• REQUIRED ACTION: When a line in the material contains the word "vegetation", copy it.

• DATA EXCERPTS:

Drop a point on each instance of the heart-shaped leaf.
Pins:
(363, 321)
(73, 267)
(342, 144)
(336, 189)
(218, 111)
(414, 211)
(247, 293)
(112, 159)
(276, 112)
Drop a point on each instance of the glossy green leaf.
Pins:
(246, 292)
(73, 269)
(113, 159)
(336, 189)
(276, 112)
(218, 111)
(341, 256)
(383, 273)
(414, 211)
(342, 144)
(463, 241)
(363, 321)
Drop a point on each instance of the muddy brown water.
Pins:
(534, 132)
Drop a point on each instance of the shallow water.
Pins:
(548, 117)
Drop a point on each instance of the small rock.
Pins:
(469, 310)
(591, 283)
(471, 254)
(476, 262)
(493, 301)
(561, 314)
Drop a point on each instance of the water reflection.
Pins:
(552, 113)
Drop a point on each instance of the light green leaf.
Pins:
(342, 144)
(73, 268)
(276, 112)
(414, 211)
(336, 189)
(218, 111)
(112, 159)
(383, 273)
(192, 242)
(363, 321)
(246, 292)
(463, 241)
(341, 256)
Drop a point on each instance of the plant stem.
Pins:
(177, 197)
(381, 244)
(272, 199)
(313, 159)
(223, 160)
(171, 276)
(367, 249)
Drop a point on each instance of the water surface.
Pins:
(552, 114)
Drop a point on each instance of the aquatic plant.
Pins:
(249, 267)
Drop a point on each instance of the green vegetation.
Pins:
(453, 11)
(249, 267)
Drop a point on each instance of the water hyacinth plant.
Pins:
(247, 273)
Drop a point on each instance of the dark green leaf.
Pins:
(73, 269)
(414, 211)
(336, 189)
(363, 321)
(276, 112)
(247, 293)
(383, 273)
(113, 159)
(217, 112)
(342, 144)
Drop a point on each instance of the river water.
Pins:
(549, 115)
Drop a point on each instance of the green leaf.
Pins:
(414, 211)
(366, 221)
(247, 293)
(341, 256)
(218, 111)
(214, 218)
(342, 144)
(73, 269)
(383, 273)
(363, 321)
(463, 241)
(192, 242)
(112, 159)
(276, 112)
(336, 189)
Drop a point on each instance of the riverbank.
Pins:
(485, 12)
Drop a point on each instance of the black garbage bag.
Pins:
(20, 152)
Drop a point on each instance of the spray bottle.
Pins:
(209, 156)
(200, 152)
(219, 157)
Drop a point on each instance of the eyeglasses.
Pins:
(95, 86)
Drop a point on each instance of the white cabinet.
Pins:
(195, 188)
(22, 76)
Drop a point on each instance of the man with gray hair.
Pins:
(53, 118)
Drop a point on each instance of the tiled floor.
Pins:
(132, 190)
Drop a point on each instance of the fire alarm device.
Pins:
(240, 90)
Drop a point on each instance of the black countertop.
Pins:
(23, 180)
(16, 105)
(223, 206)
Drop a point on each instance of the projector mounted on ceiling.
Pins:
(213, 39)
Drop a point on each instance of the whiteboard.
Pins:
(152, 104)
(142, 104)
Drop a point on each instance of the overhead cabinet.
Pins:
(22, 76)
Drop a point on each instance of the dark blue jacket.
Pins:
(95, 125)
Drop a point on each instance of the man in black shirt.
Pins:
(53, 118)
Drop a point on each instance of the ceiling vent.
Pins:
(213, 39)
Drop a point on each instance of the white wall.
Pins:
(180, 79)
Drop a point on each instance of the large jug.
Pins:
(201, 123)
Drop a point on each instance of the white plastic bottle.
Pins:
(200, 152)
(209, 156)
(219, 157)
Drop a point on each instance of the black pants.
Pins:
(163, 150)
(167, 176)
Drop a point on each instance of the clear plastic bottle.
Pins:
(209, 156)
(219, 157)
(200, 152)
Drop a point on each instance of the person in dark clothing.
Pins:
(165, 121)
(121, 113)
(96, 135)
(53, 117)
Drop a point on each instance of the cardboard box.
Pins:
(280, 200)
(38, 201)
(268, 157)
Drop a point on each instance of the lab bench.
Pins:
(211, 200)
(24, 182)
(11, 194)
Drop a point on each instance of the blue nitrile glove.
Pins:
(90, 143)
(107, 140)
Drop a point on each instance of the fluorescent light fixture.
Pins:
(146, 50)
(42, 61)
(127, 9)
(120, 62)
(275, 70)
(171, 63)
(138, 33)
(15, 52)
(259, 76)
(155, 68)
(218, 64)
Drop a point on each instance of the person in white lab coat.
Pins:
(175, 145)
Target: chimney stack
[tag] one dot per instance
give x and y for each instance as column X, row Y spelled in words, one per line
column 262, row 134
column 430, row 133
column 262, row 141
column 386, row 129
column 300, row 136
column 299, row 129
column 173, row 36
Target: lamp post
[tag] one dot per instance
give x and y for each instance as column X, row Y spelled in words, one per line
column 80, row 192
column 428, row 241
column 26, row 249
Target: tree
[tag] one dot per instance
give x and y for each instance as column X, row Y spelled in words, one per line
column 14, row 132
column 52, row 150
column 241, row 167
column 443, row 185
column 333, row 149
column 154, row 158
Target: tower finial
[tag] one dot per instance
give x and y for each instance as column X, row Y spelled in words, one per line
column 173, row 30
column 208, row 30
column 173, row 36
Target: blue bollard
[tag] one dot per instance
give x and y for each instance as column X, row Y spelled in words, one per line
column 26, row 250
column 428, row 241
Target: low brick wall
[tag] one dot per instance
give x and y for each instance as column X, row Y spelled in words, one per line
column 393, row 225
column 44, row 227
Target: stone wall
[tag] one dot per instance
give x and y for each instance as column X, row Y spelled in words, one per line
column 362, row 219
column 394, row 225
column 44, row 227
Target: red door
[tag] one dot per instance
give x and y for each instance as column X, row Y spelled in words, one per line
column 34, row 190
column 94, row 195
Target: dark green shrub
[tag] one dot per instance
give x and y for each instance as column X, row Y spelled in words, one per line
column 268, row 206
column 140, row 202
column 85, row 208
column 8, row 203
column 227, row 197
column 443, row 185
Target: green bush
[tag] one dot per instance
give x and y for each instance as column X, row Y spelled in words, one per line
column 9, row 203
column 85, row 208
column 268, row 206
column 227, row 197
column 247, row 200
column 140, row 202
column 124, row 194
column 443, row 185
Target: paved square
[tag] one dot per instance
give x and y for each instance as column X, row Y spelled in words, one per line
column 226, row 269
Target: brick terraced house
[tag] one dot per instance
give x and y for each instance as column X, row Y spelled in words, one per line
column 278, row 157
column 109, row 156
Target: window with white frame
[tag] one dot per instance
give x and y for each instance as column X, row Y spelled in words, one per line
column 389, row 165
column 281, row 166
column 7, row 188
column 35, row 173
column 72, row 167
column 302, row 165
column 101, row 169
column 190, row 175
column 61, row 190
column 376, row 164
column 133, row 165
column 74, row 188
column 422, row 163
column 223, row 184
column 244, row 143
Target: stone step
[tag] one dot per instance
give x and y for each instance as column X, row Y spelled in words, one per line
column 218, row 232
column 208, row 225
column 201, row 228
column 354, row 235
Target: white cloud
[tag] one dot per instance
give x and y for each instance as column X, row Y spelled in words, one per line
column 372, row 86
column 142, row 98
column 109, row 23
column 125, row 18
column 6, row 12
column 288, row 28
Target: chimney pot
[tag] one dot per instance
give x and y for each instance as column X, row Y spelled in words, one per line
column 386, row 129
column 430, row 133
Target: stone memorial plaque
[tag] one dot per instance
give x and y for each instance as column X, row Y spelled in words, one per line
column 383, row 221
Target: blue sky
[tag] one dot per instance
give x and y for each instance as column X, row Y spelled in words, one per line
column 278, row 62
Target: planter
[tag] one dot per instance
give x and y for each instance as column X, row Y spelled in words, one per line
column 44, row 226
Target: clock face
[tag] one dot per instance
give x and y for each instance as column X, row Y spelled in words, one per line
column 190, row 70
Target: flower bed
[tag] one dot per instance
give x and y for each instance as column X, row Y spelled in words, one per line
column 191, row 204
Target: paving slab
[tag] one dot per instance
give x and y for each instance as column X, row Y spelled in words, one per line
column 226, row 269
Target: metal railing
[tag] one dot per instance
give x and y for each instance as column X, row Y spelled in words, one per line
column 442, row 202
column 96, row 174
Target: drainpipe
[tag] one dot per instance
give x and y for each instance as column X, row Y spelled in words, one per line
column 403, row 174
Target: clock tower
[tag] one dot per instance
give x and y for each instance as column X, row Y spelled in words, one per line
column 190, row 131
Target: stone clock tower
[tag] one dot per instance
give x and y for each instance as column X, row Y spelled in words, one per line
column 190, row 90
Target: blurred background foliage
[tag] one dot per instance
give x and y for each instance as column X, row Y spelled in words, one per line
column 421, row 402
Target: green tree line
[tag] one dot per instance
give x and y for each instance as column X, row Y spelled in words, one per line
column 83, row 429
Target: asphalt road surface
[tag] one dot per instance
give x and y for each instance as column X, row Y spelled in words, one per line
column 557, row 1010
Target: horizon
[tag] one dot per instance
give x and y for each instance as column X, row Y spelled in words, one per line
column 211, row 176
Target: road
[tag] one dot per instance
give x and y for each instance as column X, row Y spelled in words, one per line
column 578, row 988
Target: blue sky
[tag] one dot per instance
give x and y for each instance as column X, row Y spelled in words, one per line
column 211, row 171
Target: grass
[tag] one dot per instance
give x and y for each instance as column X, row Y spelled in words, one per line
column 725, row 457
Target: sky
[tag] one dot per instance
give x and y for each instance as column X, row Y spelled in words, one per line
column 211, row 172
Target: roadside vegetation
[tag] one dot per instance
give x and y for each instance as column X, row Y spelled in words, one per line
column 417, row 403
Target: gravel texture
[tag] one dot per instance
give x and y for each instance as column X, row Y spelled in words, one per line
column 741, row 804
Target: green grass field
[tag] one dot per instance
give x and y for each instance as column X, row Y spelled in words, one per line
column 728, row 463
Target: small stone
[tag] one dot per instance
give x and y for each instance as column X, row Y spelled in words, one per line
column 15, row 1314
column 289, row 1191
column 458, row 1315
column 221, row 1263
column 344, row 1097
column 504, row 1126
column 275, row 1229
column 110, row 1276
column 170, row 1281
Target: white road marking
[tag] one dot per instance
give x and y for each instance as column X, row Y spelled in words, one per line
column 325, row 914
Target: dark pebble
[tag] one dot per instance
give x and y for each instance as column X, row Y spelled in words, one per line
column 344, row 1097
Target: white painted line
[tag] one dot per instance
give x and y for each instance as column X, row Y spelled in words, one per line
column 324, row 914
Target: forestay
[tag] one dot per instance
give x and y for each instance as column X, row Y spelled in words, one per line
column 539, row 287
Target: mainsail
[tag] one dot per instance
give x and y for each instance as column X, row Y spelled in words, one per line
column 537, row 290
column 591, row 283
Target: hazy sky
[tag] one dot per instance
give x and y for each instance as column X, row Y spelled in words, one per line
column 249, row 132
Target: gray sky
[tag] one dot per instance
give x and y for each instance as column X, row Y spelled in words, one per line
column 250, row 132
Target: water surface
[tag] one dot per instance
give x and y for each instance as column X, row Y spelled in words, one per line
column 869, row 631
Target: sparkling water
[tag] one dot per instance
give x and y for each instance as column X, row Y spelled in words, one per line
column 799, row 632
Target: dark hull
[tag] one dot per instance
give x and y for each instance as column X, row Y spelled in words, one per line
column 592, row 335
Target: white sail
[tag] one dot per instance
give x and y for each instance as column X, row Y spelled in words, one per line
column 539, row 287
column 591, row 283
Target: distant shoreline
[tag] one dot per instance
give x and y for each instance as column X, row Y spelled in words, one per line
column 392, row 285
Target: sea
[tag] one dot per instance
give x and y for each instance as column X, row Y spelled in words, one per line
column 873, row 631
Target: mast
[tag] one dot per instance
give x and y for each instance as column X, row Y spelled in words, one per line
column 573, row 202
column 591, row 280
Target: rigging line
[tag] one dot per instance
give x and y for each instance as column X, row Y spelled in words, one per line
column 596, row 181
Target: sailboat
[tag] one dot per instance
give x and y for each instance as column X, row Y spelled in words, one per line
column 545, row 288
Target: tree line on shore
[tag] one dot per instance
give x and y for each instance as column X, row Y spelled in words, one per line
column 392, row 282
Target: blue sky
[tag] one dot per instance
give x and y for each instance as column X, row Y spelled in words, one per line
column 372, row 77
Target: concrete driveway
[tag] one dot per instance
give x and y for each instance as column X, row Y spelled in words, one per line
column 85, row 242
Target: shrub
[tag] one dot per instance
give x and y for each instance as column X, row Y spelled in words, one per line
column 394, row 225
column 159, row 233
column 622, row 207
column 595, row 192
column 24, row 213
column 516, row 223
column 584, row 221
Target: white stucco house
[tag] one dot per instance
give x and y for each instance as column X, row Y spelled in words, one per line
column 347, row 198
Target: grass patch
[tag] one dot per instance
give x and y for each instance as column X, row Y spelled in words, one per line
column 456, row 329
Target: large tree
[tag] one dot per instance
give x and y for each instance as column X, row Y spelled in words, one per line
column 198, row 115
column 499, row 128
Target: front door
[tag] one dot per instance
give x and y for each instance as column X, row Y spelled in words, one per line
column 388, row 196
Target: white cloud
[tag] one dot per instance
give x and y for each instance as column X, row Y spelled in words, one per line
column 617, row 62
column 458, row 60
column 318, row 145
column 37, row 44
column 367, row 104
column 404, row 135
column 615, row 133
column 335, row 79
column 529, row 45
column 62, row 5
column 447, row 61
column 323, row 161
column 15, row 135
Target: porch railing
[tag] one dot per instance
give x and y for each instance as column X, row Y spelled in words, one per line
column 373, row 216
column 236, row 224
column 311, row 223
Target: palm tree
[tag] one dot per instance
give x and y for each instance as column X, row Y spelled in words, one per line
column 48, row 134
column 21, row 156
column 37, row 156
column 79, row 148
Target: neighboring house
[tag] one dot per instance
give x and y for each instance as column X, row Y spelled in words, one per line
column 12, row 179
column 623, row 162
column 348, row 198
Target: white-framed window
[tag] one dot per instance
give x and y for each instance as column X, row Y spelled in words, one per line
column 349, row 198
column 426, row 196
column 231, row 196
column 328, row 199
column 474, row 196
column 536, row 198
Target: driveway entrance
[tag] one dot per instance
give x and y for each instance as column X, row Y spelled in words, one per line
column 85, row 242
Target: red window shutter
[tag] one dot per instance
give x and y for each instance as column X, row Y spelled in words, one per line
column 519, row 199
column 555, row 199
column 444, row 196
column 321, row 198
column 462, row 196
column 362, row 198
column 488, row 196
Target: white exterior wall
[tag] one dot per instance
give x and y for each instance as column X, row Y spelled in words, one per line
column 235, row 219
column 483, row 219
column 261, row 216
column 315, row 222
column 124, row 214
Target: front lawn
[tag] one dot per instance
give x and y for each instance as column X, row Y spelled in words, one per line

• ANSWER SPACE:
Drop a point on each instance of the green vegetation.
Target: roadside vegetation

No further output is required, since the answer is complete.